» LISTED ENTRIES:
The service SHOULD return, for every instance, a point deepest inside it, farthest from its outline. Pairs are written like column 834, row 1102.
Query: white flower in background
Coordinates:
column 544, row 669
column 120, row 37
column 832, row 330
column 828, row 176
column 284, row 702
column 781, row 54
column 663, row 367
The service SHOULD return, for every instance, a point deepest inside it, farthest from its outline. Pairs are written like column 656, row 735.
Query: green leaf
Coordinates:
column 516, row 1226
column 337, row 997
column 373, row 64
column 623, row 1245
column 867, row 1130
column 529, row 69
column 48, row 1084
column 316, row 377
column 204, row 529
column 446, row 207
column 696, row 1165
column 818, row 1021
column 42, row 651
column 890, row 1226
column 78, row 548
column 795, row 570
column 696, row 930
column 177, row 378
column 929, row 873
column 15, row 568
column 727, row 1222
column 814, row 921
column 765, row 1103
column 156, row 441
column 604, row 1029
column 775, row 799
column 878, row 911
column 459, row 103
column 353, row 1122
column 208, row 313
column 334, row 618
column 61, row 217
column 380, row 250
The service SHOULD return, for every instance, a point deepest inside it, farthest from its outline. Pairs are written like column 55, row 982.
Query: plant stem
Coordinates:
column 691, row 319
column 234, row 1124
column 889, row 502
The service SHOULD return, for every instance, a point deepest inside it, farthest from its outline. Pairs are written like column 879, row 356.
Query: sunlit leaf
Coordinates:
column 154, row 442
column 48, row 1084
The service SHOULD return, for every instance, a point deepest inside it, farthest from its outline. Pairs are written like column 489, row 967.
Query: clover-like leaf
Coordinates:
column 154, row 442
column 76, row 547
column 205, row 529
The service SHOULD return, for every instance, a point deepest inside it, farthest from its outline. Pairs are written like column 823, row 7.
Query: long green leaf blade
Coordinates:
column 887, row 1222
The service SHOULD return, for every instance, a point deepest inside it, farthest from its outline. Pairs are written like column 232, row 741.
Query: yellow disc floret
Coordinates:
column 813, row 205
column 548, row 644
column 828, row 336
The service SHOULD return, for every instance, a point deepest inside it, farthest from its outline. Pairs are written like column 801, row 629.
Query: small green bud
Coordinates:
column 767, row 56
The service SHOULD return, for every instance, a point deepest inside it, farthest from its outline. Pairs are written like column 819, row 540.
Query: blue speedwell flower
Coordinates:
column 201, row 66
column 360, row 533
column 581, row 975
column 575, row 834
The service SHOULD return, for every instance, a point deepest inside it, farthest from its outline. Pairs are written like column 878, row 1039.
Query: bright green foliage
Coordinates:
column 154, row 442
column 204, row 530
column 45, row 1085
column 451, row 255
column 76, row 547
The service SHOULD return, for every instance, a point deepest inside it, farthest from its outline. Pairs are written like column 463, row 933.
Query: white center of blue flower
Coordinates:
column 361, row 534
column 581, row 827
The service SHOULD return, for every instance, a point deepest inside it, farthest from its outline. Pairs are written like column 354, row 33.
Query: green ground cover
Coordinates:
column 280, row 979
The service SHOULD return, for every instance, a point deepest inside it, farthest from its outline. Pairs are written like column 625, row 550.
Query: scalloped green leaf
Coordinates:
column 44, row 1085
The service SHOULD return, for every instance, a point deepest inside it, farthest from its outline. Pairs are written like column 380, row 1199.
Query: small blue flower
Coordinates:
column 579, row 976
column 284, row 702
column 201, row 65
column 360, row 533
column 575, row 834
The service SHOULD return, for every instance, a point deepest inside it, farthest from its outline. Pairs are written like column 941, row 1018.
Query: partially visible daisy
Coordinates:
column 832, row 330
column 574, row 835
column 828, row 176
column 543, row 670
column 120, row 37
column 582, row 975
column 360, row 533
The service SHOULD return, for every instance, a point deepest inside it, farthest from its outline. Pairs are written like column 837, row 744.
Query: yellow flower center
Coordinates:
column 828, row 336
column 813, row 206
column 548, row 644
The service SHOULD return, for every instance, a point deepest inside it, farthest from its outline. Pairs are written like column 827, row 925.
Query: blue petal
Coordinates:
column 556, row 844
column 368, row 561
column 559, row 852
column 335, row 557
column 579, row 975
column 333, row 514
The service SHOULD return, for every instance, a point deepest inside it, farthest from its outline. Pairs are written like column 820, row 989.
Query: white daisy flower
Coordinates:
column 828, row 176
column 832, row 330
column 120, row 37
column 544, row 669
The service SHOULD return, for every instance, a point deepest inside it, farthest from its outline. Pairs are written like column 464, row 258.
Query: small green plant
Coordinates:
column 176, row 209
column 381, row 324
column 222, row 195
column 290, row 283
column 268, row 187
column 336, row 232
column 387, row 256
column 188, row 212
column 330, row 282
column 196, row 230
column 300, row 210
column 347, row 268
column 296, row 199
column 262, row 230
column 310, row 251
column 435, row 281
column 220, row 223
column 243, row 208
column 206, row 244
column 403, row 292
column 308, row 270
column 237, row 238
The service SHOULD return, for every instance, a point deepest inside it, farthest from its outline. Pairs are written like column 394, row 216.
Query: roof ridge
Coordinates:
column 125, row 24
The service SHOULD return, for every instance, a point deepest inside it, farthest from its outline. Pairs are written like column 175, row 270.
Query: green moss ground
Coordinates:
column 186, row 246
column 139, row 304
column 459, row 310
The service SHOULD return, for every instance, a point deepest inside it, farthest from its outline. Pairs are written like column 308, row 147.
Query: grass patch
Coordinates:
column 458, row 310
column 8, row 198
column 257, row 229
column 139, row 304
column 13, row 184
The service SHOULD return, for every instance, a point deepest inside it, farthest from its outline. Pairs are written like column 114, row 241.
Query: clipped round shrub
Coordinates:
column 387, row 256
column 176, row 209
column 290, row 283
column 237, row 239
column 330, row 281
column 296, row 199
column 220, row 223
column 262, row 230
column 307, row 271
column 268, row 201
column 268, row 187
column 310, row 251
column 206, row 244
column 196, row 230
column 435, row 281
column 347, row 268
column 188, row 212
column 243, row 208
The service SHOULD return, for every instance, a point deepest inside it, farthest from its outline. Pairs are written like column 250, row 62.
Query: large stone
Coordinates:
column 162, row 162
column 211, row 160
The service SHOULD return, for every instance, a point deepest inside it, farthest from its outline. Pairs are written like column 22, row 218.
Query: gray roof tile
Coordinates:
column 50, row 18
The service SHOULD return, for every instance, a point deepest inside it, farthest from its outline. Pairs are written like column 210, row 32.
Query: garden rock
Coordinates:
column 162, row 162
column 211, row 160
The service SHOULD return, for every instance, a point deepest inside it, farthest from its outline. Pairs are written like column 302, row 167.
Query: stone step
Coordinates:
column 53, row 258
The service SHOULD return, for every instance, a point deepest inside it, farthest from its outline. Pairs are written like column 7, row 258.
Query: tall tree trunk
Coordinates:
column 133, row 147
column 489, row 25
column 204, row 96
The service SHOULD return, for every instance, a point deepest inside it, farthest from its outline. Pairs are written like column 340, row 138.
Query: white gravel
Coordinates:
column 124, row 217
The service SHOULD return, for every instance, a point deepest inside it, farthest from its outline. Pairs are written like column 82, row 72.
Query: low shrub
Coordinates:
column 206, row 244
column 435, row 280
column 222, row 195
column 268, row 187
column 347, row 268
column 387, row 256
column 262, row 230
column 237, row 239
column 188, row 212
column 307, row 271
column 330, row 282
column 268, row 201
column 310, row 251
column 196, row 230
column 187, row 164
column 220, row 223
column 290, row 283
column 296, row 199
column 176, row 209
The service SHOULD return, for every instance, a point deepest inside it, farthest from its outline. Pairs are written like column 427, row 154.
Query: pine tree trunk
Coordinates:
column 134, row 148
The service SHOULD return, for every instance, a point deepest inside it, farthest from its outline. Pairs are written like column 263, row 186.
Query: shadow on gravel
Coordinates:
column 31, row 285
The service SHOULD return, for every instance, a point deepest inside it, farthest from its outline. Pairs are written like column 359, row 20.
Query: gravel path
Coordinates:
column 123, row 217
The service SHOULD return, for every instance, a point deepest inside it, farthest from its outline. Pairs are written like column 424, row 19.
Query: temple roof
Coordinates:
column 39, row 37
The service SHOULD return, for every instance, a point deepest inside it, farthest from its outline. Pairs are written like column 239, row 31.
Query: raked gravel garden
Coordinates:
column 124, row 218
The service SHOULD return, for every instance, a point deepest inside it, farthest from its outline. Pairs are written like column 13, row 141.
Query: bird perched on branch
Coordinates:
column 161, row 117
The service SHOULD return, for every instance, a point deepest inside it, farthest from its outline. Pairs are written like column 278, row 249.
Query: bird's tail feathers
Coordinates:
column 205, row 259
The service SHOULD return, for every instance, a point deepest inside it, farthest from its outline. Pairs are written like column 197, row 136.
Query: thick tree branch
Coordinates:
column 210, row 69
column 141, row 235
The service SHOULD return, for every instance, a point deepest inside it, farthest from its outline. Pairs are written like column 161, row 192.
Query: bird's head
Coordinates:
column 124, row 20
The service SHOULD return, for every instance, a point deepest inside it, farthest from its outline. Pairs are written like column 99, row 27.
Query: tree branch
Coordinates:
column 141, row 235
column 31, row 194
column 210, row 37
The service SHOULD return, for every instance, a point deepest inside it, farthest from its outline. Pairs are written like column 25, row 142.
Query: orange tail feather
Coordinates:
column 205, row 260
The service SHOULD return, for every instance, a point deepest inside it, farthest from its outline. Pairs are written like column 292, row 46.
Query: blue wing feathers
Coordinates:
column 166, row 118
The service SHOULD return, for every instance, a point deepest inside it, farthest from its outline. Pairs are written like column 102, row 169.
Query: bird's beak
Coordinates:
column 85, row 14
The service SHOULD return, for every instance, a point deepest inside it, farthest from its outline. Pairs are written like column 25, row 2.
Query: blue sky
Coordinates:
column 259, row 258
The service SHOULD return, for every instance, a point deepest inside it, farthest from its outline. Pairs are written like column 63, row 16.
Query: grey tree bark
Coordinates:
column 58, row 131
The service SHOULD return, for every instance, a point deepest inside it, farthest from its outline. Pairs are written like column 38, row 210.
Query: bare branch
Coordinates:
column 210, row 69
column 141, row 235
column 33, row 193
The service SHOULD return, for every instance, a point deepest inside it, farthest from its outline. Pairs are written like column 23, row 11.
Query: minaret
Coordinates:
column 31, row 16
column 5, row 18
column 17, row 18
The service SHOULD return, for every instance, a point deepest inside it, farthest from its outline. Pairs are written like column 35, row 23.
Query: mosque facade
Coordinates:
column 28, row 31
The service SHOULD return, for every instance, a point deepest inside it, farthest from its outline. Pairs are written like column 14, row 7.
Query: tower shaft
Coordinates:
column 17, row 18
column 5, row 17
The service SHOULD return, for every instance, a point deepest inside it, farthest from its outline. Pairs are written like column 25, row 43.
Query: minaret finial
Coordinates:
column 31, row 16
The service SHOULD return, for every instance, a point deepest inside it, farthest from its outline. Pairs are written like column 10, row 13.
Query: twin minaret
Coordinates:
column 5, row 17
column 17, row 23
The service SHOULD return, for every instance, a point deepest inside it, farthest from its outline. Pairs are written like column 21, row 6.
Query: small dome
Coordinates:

» WRITTEN REQUEST: Reproduce word for word the stretch of the records above from the line containing "102, row 169." through the line containing "column 33, row 193", including both of those lines.

» ANSWER FOR THIS EXERCISE:
The service SHOULD return, for every instance, a point deepest inside it, farthest from its outline. Pairs are written like column 102, row 169.
Query: bird's beak
Coordinates:
column 85, row 14
The service SHOULD return, for every instance, a point deepest inside it, farthest from its outline. Pairs are written like column 25, row 2.
Query: blue sky
Coordinates:
column 259, row 258
The service SHOULD return, for every instance, a point deepest inside it, farthest from its outline. Pairs are written like column 63, row 16.
Query: grey tree bark
Coordinates:
column 58, row 131
The service SHOULD return, for every instance, a point deepest inside it, farthest from its outline. Pairs are written like column 38, row 210.
Query: bare branch
Coordinates:
column 210, row 69
column 141, row 235
column 33, row 193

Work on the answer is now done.